**THE RECORDS**:
========================
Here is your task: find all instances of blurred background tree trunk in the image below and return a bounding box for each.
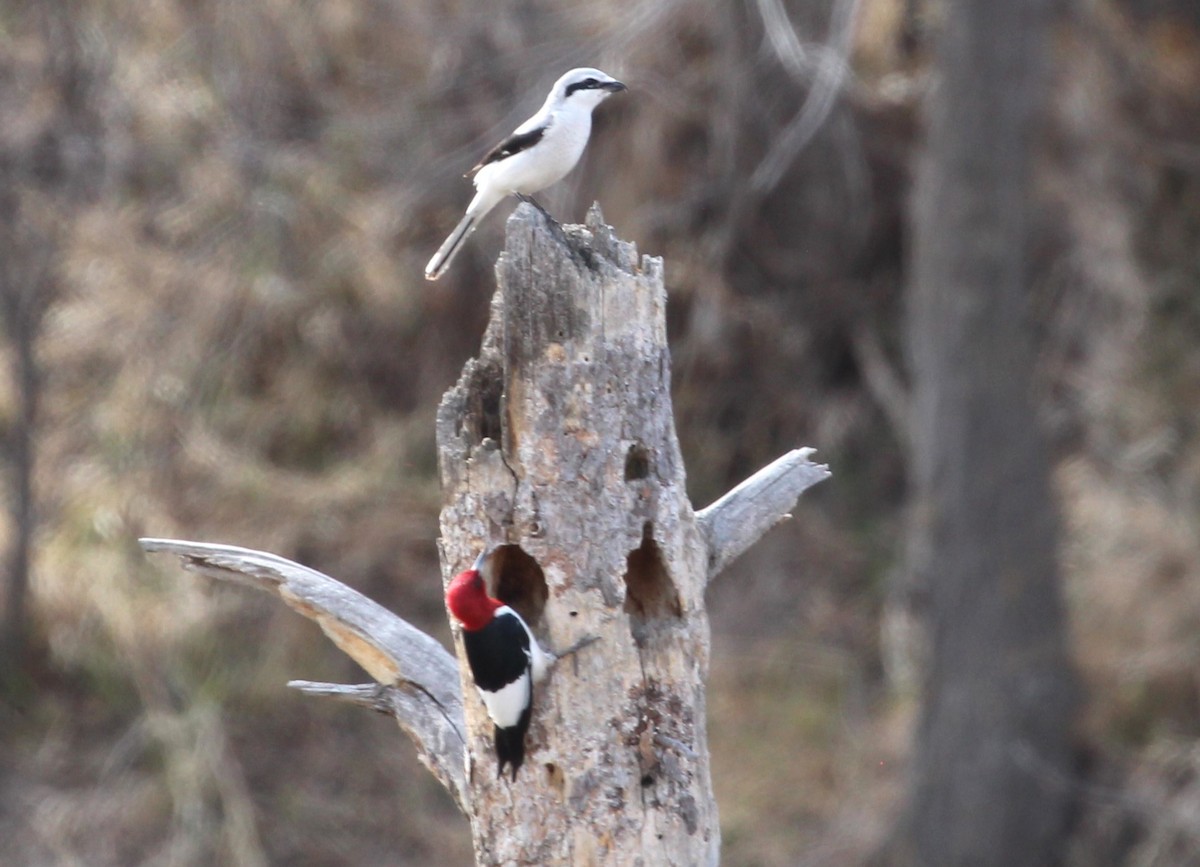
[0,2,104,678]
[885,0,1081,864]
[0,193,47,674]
========================
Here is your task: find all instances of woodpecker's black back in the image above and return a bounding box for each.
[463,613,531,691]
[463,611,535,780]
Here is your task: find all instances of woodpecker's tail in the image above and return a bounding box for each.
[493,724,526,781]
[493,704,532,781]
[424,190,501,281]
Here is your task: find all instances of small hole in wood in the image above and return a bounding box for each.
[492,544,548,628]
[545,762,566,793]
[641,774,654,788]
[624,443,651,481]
========================
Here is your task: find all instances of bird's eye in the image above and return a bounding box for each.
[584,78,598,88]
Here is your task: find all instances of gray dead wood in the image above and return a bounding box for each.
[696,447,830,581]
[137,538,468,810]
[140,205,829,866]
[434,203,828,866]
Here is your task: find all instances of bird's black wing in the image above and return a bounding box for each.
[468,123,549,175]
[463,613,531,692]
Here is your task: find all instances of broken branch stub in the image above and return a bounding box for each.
========================
Given the records above, return exactly the lines starting at the line containing "Here is your task: find all instances of gray" and ending at the line containing "Here is your task: find all instances of broken", including both.

Here is your task: find all instances of gray dead wood in the image above and return a bounding box for each.
[696,447,830,581]
[137,538,468,810]
[140,205,829,866]
[434,203,828,866]
Here is your task: find all instances of bird's black wing in the image above and return a bounding box for each.
[468,123,549,175]
[463,613,531,692]
Here is your task: find all instances of broken branch stub in the image above and return a bounding box for each.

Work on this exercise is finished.